• **Task directions**
Please rewrite the records below, changing every "instance" to "occurrence" and leaving everything else as it is.

• **Dataset rows**
------------

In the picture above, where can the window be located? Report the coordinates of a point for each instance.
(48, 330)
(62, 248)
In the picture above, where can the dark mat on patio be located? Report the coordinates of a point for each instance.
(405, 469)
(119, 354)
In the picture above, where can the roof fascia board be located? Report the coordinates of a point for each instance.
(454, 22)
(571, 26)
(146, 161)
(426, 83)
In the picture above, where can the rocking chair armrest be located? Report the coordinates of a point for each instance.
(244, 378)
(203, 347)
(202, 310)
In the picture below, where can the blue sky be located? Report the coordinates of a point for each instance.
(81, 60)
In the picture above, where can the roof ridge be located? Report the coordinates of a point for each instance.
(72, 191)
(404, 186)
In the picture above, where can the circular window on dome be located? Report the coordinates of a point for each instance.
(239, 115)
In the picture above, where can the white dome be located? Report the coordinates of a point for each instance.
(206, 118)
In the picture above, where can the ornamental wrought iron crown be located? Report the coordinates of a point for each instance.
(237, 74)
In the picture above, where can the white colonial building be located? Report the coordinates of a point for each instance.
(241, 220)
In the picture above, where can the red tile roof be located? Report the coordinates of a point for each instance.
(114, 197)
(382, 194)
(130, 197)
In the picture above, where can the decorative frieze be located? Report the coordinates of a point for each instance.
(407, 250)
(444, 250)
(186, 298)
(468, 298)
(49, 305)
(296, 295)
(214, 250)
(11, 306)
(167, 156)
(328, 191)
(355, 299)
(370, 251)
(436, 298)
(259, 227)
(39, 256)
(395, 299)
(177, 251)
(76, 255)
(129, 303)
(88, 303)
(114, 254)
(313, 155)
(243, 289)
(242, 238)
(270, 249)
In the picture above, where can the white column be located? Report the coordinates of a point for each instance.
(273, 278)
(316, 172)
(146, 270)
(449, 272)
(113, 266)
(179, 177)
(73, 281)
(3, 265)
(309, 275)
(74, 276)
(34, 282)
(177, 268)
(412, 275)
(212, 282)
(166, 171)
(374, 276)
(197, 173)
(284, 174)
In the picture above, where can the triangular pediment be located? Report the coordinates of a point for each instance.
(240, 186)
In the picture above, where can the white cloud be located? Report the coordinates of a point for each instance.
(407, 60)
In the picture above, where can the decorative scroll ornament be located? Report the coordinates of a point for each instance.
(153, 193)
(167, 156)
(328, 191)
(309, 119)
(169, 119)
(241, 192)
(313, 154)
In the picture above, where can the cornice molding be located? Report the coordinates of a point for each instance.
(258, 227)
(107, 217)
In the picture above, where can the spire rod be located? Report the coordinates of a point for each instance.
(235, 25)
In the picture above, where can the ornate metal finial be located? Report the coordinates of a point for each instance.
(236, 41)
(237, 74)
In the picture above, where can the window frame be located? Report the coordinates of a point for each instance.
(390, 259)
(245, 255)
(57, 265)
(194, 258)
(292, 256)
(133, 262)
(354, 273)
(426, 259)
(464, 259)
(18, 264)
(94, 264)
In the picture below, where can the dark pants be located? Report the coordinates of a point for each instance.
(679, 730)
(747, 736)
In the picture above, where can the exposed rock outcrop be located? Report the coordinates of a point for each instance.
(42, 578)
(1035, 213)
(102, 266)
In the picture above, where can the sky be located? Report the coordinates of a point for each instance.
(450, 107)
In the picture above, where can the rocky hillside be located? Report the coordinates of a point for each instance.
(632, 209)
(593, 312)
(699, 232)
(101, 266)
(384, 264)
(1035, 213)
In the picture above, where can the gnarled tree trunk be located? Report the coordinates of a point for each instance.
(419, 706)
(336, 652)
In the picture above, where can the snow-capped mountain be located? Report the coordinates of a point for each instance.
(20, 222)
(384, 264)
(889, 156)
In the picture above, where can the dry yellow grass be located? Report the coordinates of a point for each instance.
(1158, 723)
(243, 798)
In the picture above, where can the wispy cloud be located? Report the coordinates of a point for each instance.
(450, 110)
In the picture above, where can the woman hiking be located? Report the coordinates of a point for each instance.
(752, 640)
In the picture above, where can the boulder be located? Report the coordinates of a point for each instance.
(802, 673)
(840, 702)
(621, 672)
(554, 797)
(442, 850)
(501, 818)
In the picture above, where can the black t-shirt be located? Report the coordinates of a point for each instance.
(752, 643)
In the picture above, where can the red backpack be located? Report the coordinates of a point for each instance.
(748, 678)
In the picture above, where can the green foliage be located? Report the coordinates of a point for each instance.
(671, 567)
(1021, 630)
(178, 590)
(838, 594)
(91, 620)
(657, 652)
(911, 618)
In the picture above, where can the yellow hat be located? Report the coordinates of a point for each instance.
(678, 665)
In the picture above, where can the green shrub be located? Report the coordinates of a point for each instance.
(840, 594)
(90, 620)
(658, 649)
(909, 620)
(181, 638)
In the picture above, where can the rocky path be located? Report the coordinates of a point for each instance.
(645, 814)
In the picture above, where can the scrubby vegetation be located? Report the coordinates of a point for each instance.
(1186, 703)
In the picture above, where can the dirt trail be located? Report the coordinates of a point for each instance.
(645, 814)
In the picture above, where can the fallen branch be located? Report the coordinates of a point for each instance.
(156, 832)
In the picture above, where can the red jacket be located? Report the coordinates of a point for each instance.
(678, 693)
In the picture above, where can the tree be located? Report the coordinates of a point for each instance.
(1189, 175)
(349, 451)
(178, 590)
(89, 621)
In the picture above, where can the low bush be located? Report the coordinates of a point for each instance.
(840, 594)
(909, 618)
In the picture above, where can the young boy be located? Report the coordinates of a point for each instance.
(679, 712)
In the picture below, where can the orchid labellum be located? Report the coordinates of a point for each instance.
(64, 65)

------------

• **Final result**
In the picture above, where can the window be located? Report the coordinates of a point for each occurrence.
(48, 330)
(62, 248)
In the picture above, where can the dark mat on patio be located? Report the coordinates of a point for each occurrence.
(405, 469)
(119, 354)
In the picture above, where can the roof fascia board be located? Report the coordinates of a point for each occurrence.
(454, 22)
(571, 26)
(146, 161)
(426, 83)
In the picture above, where can the rocking chair armrest be located? Report the coordinates of a point for each occurrence.
(244, 378)
(203, 347)
(202, 310)
In the picture below, where can the blue sky be located? Report the coordinates of a point for each occurrence.
(81, 60)
In the picture above, where can the roof ridge be located? Report the coordinates of a point for each occurrence.
(72, 191)
(404, 186)
In the picture above, where can the circular window on dome be located? Report the coordinates of a point for each occurrence.
(239, 115)
In the picture above, where can the white dome be located? Report the coordinates of a point for each occurrence.
(206, 118)
In the picture above, where can the ornamental wrought iron crown be located? Report the coordinates of a point for each occurrence.
(237, 74)
In the picture above, where can the white colonial building be located? Report the coordinates of a point for each occurrence.
(241, 220)
In the picture above, where can the red tile roof be located? Report the coordinates of a point for each occurrence.
(114, 197)
(382, 194)
(130, 197)
In the picture above, where can the decorative frieze be located? Report the coordinates of a point for each occurrence.
(407, 250)
(444, 250)
(186, 298)
(468, 298)
(49, 305)
(296, 295)
(214, 250)
(11, 306)
(167, 156)
(328, 191)
(355, 299)
(370, 251)
(436, 298)
(259, 227)
(39, 256)
(395, 299)
(177, 251)
(76, 255)
(129, 303)
(88, 303)
(114, 254)
(313, 155)
(243, 289)
(242, 238)
(270, 249)
In the picture above, where can the white column be located? Report the coordinates of a point for each occurrence.
(273, 278)
(316, 172)
(146, 270)
(449, 272)
(113, 266)
(179, 177)
(73, 281)
(3, 265)
(309, 275)
(74, 276)
(34, 282)
(177, 268)
(412, 275)
(212, 282)
(166, 171)
(374, 276)
(197, 173)
(284, 174)
In the picture above, where can the triangular pediment be located? Report the coordinates of a point for each occurrence.
(240, 186)
In the picture above, where can the white cloud be located? Report the coordinates of a point for each occurrence.
(407, 60)
In the picture above, where can the decorative scroll ornament be located? Report the coordinates of a point for each occurrence.
(153, 193)
(167, 156)
(328, 191)
(309, 119)
(169, 119)
(241, 192)
(313, 154)
In the picture above, where can the cornice molding be located? Report the coordinates of a point for each occurrence.
(258, 227)
(107, 217)
In the picture above, where can the spire rod be located? Report the coordinates of a point for each occurrence.
(235, 25)
In the picture above, where can the ornate metal finial be located? Report the coordinates of a point for each occurrence.
(236, 41)
(237, 74)
In the picture above, where can the window frame be located? Report the coordinates of a point for each occurrence.
(390, 259)
(245, 255)
(57, 265)
(194, 258)
(292, 256)
(133, 262)
(354, 273)
(426, 259)
(464, 259)
(18, 264)
(94, 264)
In the picture below, where can the dark pants be located? Report the coordinates of a point for each occurrence.
(679, 730)
(747, 736)
In the picture above, where can the exposed rock outcrop be located? Report the coordinates of a point for each occurrence.
(42, 578)
(1035, 213)
(102, 266)
In the picture above, where can the sky be located? Report the coordinates of a point for each occurrence.
(450, 107)
In the picture above, where can the rocky hillside be located? Report the coordinates of a point for each occurrence.
(632, 209)
(593, 312)
(699, 232)
(101, 266)
(384, 264)
(1035, 213)
In the picture above, where can the gnarled tree trunk be located? Report the coordinates of a point for each occurrence.
(419, 706)
(336, 652)
In the picture above, where can the snow-capped mountain be located? Report the coordinates of a point for each occurrence.
(20, 222)
(384, 264)
(889, 156)
In the picture above, where can the dry yellow grass be located? Report the coordinates of a point for each occurrence.
(1158, 723)
(243, 798)
In the picture above, where can the wispy cloud be located? Report the coordinates of a point for each occurrence.
(450, 110)
In the picture above, where can the woman hiking be located? Report the coordinates of a point for each occurrence.
(752, 640)
In the picture above, where can the boulder be located? Report the coordinates of a point for each occurrence.
(802, 673)
(840, 702)
(621, 672)
(554, 797)
(442, 850)
(501, 818)
In the picture above, where can the black t-shirt be located? Report the coordinates of a point for each occurrence.
(752, 643)
In the picture above, where can the red backpack be located? Report the coordinates of a point for each occurrence.
(748, 678)
In the picture above, where can the green foliage be located? Report the coordinates of a point for each occurrence.
(671, 567)
(1021, 630)
(178, 590)
(838, 594)
(91, 620)
(657, 652)
(911, 618)
In the picture above, where can the yellow hat be located? Report the coordinates of a point for each occurrence.
(678, 665)
In the picture above, where can the green shrub be located? Report the coordinates of a point for each occurrence.
(840, 594)
(90, 620)
(658, 649)
(909, 620)
(181, 638)
In the picture above, where can the rocky path be located? Report the coordinates of a point for each occurrence.
(645, 814)
In the picture above, where can the scrubby vegetation be located? Report the coordinates of a point for each occurrence.
(1186, 703)
In the picture above, where can the dirt trail be located? Report the coordinates of a point for each occurrence.
(645, 814)
In the picture above, where can the fallen branch be located? Report the coordinates of a point for each occurrence.
(156, 832)
In the picture above, where can the red jacket be located? Report the coordinates of a point for each occurrence.
(678, 693)
In the picture above, where can the tree be located? Report the coordinates of a point for each occurrence.
(1189, 175)
(349, 451)
(178, 590)
(89, 621)
In the picture above, where can the low bush be located? Report the coordinates of a point for each occurrence.
(840, 594)
(909, 618)
In the picture above, where can the young boy be located? Report the coordinates of a point for each occurrence.
(679, 712)
In the picture below, where can the orchid labellum be located? Report the coordinates of a point for each occurrence.
(64, 65)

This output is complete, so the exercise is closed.